Instructions for the task:
Report every line of the material below that contains the string "circular". Copy each such line in full.

>> start Listed entries

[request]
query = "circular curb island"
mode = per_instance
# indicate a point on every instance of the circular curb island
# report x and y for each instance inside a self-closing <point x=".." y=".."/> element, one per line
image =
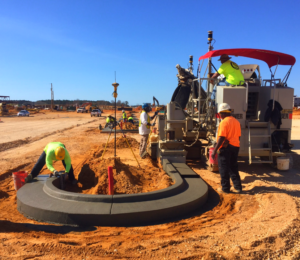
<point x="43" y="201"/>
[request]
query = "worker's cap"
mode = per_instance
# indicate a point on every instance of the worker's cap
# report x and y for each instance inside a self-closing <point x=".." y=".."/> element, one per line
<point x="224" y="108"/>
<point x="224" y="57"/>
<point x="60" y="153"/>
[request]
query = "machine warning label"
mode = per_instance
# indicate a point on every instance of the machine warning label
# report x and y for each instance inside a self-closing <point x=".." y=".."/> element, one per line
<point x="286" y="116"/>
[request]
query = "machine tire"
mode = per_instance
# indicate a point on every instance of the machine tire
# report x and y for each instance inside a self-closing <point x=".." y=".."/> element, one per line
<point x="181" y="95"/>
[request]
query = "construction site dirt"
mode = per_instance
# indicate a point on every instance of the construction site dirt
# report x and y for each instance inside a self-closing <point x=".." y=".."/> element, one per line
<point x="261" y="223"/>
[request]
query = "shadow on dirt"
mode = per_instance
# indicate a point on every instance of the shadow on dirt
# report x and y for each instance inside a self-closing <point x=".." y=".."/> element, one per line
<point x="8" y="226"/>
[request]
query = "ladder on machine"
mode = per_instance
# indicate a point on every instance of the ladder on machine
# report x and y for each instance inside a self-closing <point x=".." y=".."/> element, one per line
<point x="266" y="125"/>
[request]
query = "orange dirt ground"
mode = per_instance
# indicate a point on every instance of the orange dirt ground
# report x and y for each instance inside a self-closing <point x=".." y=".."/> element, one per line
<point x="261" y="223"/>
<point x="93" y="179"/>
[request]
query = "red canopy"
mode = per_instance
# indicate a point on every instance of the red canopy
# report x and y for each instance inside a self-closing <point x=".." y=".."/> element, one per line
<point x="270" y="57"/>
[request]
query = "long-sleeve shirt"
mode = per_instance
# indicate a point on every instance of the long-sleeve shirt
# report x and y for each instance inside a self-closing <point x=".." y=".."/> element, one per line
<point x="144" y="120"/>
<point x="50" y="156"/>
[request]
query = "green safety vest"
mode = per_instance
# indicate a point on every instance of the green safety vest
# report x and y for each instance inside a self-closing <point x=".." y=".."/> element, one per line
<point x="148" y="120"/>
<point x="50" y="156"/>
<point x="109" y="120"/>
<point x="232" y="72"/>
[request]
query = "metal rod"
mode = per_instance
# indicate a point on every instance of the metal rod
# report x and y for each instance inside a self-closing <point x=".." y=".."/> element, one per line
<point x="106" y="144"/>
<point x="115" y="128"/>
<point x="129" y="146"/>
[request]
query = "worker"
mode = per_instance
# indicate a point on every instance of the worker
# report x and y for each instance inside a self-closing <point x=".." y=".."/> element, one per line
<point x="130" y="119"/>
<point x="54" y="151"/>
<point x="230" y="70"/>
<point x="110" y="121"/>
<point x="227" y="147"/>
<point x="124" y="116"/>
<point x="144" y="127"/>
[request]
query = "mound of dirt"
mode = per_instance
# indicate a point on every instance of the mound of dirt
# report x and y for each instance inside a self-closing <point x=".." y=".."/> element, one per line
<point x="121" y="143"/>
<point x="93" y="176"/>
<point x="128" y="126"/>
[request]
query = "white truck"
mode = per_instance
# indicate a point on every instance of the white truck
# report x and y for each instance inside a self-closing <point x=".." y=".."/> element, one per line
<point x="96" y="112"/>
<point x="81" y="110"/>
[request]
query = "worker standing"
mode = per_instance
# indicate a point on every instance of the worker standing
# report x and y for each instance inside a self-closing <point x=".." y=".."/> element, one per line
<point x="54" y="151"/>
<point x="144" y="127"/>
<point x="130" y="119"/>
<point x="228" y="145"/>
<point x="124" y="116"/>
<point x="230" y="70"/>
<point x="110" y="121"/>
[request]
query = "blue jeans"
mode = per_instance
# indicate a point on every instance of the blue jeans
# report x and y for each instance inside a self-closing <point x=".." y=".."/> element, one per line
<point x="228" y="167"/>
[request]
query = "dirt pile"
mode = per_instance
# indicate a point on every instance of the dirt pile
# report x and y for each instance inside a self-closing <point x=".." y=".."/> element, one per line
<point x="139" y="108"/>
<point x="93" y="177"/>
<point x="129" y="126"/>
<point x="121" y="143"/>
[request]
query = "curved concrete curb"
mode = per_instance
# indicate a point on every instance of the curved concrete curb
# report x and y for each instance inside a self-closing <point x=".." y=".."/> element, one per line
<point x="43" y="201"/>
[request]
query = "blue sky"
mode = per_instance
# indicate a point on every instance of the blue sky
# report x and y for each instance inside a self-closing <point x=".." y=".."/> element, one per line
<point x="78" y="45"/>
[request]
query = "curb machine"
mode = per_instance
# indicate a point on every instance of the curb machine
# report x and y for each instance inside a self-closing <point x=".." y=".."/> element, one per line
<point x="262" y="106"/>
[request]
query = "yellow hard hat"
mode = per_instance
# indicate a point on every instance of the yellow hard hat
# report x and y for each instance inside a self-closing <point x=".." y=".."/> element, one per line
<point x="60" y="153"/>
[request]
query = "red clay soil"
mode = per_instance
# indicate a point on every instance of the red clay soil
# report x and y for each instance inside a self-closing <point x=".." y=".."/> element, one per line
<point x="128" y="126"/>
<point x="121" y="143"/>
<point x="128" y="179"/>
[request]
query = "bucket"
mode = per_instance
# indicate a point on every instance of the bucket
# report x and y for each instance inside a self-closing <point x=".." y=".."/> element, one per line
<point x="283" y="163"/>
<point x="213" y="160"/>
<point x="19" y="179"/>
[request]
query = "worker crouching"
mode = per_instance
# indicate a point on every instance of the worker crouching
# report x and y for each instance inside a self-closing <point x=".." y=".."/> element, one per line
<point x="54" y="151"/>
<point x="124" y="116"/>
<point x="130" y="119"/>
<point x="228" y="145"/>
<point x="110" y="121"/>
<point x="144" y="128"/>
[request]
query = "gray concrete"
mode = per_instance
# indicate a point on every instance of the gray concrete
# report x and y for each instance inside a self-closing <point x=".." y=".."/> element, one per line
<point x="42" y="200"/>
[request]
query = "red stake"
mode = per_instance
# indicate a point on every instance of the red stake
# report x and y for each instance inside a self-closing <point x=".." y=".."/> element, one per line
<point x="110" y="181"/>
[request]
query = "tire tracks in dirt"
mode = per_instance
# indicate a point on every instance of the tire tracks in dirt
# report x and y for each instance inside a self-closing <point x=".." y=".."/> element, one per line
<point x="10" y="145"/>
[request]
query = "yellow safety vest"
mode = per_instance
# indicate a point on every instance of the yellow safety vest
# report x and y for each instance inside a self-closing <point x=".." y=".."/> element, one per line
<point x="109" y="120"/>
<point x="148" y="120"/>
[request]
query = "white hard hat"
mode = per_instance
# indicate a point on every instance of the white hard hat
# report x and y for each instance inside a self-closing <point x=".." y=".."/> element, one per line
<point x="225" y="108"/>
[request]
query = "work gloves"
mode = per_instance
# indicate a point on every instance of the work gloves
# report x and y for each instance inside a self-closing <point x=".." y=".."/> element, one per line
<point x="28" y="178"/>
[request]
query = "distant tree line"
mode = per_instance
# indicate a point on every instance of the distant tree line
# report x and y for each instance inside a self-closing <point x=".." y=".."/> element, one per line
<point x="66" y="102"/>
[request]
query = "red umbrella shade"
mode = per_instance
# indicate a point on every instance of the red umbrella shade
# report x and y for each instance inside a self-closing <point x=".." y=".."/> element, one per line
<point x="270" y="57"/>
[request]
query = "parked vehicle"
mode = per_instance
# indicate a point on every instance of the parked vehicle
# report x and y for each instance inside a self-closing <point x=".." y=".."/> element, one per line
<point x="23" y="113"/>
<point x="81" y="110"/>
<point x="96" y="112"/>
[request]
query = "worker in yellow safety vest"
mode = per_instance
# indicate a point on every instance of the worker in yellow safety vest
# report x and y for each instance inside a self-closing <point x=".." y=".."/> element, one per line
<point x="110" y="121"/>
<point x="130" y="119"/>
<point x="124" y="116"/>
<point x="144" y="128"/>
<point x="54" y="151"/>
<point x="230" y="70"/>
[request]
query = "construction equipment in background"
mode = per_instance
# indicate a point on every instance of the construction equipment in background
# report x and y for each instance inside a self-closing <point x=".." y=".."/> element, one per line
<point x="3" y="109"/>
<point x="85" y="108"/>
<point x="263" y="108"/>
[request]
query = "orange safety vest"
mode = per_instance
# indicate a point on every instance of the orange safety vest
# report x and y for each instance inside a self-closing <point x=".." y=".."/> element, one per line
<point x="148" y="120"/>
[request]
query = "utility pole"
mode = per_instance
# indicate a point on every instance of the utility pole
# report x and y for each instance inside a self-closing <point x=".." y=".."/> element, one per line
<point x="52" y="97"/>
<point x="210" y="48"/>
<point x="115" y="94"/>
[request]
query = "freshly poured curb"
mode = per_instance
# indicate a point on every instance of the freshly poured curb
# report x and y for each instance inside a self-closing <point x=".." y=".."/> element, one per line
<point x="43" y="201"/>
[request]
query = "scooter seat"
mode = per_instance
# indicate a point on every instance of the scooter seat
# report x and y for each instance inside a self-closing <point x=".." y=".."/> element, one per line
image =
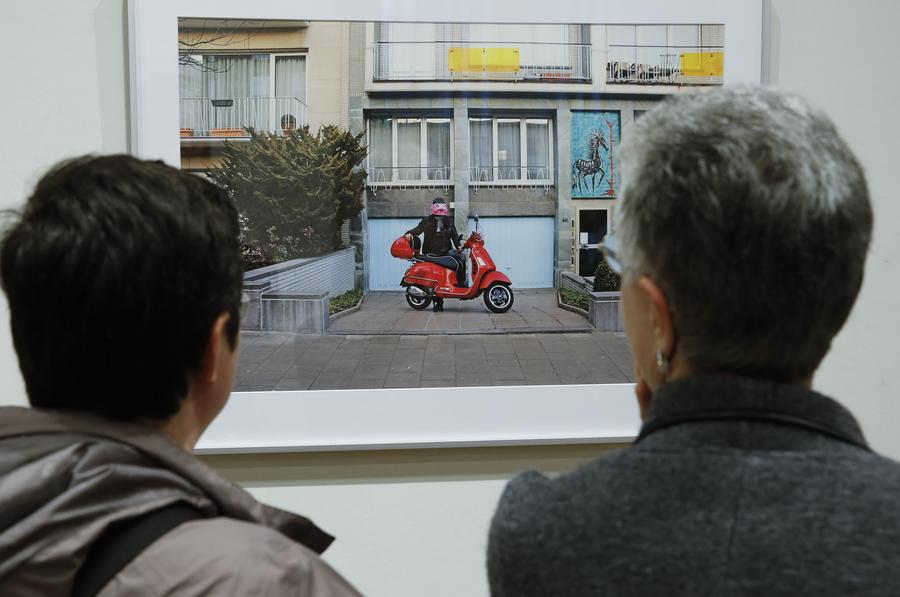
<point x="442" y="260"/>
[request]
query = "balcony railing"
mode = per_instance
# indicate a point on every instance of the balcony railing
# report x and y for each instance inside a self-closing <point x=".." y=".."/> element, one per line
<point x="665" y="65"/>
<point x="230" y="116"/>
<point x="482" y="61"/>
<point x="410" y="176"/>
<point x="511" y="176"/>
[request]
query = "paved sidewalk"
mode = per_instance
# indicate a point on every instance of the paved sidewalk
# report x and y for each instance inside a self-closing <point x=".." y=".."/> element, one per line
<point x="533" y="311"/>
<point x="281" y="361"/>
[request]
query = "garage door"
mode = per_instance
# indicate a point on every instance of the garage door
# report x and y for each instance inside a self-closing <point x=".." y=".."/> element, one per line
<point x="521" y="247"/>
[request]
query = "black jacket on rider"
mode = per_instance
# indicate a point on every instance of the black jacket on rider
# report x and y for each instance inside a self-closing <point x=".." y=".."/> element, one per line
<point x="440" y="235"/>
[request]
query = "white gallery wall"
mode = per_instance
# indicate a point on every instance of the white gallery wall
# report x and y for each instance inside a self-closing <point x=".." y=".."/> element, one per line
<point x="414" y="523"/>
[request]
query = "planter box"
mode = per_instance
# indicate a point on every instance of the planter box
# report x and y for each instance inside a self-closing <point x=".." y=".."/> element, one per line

>> end Listed entries

Result for this exercise:
query = "circular curb island"
# indicate a point on every instance of the circular curb island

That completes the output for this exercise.